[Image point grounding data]
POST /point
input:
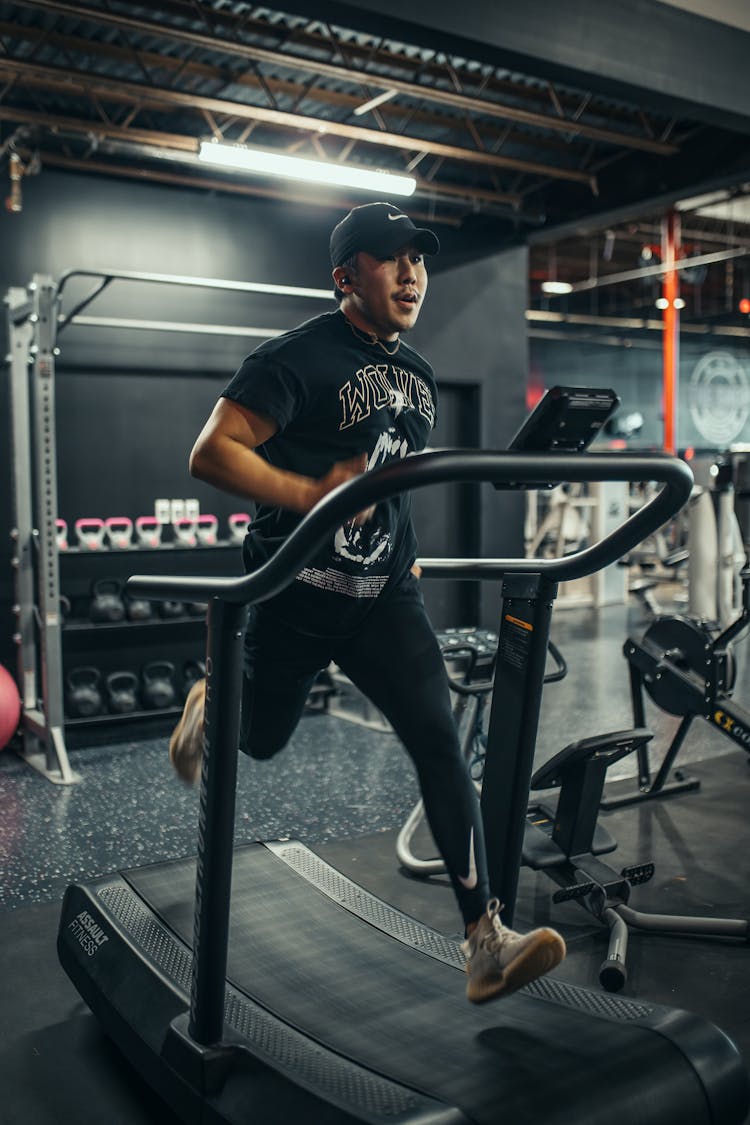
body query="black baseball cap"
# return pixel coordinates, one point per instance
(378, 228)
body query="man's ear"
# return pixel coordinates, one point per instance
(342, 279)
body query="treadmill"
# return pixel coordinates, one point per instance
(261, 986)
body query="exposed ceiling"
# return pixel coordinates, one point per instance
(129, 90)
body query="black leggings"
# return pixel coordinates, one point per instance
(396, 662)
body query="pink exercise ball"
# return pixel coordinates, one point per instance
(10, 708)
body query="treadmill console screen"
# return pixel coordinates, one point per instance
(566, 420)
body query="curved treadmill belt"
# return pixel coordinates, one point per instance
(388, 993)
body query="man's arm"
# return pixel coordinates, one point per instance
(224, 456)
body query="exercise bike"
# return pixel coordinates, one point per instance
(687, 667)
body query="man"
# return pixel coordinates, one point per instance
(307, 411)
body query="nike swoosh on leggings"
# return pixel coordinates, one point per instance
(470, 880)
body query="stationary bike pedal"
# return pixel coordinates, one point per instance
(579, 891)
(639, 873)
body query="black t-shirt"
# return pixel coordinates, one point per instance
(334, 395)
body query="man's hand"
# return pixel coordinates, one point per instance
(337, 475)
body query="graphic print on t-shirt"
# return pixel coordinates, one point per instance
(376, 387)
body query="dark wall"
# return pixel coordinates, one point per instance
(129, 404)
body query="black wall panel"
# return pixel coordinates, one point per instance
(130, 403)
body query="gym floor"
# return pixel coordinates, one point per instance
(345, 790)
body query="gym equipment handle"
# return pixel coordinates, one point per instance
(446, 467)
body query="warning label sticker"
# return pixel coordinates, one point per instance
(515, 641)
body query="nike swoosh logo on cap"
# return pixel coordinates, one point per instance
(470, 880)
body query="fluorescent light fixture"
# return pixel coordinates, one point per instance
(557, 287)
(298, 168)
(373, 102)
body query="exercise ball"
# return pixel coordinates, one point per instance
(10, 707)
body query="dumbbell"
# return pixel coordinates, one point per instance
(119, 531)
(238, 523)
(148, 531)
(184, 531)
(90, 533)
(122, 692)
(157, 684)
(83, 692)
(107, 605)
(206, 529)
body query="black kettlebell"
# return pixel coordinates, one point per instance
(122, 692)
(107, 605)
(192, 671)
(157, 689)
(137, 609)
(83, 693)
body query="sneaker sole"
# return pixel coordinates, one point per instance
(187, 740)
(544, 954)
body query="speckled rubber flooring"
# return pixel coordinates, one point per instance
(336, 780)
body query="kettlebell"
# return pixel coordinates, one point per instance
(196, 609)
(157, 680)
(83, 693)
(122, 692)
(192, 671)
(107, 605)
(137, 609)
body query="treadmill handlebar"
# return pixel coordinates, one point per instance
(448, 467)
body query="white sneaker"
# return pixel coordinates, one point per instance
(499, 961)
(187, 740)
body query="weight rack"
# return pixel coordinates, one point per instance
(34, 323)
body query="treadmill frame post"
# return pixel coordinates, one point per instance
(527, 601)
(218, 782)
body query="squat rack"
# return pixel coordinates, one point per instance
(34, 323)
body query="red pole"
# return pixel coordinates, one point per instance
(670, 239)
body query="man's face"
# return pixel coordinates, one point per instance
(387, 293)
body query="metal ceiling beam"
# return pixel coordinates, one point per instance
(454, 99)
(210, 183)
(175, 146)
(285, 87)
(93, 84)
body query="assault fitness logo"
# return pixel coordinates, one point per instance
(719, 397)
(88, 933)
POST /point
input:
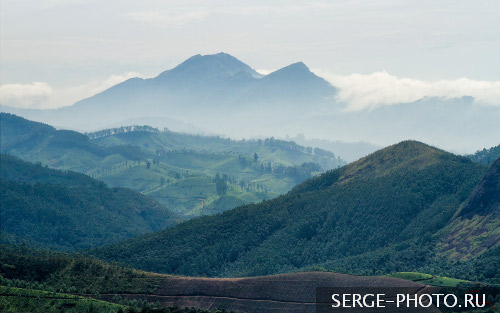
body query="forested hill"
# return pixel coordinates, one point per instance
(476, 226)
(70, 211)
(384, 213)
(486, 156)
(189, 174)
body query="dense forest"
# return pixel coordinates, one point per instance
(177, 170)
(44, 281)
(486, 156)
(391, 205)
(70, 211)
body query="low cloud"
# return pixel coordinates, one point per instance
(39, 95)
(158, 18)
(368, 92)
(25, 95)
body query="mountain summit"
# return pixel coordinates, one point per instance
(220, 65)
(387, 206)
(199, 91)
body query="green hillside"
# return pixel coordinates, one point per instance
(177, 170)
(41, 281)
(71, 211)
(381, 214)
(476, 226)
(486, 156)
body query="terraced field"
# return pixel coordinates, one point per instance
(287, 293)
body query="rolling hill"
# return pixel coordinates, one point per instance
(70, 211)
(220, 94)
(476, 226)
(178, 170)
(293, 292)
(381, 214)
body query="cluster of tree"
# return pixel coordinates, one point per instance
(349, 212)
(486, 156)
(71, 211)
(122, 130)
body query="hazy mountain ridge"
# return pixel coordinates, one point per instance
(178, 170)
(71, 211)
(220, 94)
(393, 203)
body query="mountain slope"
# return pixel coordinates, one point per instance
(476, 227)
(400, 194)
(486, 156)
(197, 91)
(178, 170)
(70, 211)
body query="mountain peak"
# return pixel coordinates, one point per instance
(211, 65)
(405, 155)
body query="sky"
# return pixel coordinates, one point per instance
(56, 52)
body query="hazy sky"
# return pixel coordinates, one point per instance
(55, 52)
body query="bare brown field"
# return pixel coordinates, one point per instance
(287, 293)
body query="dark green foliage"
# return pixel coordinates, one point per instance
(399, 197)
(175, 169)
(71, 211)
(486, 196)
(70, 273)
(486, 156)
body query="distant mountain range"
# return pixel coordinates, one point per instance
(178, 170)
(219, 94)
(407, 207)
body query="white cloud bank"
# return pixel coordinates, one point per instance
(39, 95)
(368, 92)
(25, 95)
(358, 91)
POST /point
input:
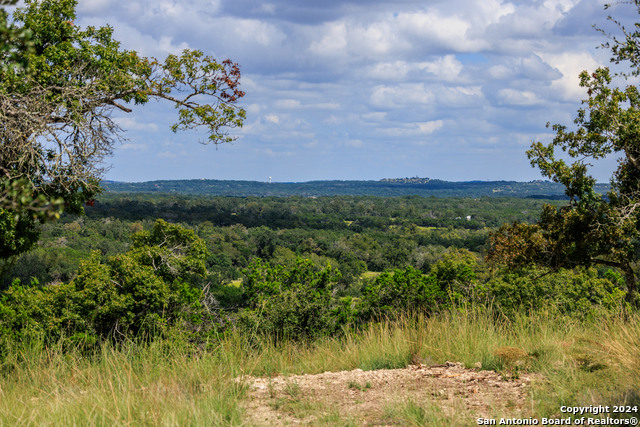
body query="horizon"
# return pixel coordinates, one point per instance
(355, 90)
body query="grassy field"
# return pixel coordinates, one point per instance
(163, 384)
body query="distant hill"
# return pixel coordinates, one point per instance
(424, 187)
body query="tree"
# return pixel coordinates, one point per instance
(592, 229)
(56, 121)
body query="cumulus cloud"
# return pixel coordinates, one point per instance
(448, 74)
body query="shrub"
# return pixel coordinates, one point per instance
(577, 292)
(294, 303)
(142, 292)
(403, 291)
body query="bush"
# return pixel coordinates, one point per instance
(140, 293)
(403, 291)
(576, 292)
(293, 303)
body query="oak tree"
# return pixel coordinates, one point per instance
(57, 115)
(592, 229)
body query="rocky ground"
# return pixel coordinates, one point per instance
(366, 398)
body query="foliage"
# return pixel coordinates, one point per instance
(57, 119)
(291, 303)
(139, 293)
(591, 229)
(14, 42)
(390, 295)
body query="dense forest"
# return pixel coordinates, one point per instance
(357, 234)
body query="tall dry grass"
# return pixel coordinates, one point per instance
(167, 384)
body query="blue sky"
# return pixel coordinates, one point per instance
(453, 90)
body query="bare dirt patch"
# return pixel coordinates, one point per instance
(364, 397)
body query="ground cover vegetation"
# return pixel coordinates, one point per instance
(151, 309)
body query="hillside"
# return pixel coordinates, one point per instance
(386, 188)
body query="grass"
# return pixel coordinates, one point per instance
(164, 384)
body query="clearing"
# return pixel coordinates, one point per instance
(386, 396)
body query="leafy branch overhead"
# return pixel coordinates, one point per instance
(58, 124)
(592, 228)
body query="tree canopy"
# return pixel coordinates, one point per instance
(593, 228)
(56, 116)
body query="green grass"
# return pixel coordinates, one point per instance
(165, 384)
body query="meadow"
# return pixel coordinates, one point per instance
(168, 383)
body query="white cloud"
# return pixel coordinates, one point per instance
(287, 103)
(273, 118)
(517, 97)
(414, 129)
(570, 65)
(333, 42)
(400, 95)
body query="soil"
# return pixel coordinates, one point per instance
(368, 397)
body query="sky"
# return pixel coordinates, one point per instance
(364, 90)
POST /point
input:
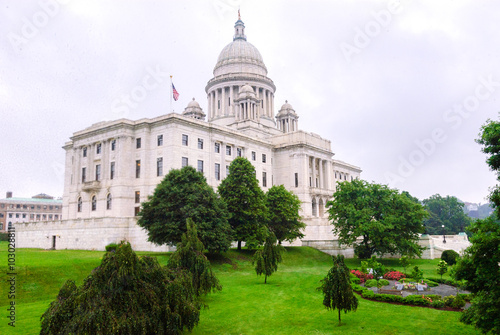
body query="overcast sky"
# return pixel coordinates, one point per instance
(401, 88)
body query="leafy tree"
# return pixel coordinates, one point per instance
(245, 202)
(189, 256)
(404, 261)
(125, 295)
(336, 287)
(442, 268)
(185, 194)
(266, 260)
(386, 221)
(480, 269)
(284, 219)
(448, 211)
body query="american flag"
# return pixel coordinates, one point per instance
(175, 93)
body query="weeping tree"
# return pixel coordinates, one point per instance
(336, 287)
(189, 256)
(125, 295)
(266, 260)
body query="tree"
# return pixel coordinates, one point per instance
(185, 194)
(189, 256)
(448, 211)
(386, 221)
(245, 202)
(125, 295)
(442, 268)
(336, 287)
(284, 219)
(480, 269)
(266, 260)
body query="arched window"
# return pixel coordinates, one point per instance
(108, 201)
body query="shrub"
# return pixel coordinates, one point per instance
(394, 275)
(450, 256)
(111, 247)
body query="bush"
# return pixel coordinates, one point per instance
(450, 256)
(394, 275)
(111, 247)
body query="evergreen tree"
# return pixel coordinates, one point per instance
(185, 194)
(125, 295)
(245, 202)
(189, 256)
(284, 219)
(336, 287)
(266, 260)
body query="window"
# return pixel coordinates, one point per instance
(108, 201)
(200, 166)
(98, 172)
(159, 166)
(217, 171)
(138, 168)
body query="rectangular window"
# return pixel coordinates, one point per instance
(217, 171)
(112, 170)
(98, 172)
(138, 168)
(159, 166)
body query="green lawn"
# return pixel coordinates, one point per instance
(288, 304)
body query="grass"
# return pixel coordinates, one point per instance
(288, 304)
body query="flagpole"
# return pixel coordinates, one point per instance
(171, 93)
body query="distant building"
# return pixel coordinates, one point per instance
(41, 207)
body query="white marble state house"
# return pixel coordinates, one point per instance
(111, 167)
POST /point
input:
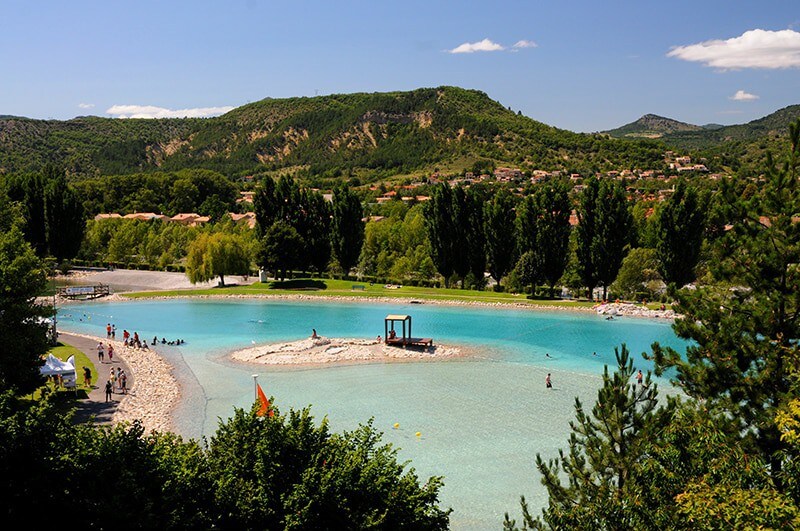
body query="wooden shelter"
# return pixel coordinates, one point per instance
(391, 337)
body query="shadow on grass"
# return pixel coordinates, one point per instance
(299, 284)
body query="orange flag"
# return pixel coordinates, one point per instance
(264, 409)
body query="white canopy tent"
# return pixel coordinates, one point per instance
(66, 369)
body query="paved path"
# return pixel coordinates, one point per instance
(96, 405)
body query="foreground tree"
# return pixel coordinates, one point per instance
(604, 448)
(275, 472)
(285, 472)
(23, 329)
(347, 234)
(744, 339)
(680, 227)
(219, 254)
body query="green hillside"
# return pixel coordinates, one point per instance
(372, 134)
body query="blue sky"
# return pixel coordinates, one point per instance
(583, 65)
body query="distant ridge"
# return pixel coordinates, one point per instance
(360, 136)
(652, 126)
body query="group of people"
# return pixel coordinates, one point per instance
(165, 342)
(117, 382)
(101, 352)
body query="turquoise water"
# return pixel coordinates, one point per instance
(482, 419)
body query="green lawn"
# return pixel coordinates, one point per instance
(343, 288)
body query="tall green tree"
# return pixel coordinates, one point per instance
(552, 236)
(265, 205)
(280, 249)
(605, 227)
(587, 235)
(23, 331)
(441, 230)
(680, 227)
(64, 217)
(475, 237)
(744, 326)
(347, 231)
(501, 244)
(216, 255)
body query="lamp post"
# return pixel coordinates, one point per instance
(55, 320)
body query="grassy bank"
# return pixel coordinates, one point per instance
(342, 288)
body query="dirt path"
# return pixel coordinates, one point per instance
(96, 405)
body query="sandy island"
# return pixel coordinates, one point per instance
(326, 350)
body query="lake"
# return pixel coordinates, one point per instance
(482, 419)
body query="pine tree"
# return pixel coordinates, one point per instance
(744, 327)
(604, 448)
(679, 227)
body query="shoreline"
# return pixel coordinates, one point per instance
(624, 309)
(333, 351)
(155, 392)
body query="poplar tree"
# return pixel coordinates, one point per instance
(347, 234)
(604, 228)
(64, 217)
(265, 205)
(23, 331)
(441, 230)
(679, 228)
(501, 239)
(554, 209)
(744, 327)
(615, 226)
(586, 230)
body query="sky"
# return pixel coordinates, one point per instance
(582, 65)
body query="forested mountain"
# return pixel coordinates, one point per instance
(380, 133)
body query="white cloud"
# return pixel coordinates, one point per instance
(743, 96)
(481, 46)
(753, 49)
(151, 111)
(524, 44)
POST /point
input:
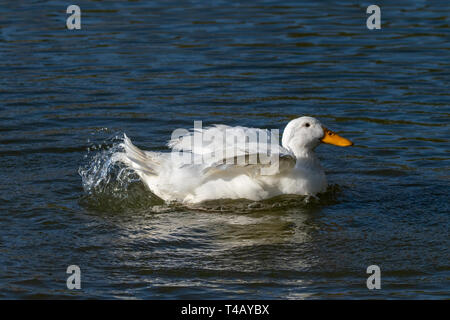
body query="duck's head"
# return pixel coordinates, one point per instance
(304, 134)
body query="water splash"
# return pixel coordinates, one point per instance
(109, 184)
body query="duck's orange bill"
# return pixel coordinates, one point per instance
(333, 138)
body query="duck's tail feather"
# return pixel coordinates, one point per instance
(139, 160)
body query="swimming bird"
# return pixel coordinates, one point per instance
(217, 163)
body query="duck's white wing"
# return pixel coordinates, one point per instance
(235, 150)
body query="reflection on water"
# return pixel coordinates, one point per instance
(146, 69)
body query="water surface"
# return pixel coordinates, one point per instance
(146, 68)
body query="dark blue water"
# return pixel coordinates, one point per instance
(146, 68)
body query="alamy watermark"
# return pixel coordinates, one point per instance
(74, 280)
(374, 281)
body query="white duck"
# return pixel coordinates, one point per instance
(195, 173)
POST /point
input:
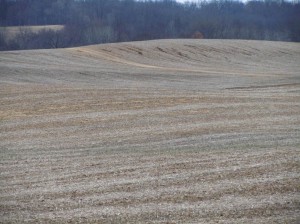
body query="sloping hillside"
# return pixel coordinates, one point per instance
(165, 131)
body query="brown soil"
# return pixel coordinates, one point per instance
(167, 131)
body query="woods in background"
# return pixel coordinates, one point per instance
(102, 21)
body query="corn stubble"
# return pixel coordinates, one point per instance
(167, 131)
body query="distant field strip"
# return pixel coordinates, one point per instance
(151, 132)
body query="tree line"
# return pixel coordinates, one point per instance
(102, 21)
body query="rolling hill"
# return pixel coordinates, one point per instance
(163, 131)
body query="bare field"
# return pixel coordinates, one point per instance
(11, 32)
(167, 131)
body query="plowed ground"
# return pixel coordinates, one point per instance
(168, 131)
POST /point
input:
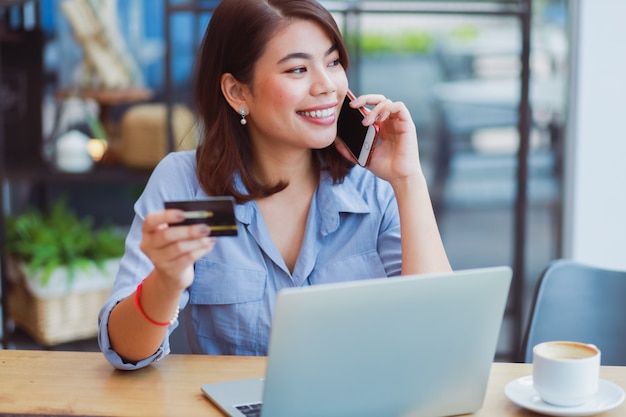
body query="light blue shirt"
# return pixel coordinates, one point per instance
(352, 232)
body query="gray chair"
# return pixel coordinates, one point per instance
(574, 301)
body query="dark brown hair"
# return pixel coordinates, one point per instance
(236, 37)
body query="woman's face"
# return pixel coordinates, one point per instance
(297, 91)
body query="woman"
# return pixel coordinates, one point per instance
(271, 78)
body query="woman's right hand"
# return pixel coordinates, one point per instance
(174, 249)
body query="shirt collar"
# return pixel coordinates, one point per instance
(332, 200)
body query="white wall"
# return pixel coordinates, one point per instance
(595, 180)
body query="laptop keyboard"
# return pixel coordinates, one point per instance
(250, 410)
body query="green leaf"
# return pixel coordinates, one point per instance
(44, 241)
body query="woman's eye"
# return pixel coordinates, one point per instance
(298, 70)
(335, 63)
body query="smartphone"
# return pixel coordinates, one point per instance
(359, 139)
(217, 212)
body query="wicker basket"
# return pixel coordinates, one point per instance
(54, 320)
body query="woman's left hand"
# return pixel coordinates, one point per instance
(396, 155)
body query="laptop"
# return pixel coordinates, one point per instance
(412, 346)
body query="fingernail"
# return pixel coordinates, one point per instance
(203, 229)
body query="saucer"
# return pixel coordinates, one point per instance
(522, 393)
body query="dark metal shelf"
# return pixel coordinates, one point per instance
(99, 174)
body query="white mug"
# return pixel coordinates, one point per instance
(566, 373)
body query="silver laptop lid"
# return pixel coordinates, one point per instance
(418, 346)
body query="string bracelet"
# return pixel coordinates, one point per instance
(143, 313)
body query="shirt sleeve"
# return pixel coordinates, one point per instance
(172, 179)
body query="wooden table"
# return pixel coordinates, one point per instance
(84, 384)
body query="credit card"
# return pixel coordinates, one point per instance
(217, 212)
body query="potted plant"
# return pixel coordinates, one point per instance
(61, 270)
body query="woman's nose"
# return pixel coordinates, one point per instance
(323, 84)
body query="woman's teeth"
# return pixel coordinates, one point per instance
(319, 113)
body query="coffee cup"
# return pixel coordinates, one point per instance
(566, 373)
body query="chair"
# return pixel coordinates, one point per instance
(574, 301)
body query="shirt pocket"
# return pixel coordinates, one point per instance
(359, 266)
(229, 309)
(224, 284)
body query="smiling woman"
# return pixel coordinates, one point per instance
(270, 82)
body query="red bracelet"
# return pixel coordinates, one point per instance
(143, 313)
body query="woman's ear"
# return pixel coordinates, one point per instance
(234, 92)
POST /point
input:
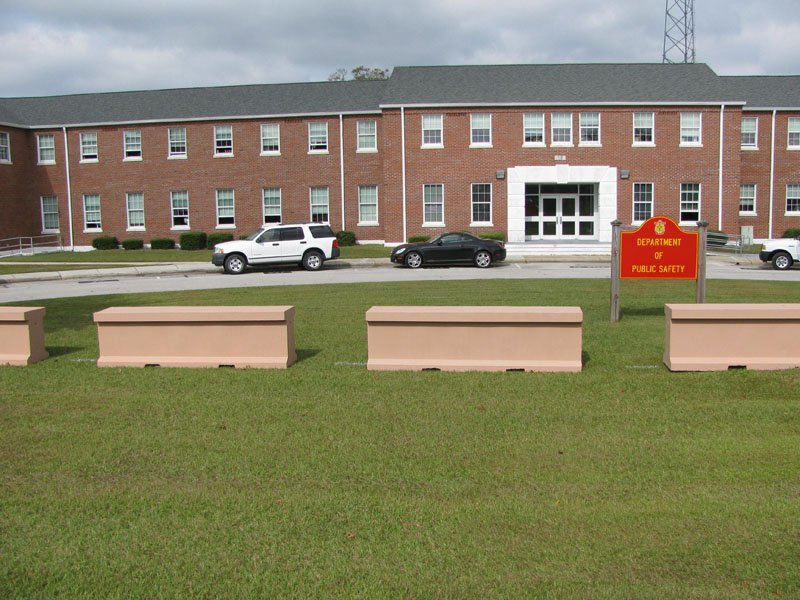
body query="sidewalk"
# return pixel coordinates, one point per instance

WORK TASK ::
Provide the number of lines in the entries above on which the string "cloud" is found, and no other text.

TASK SOLUTION ::
5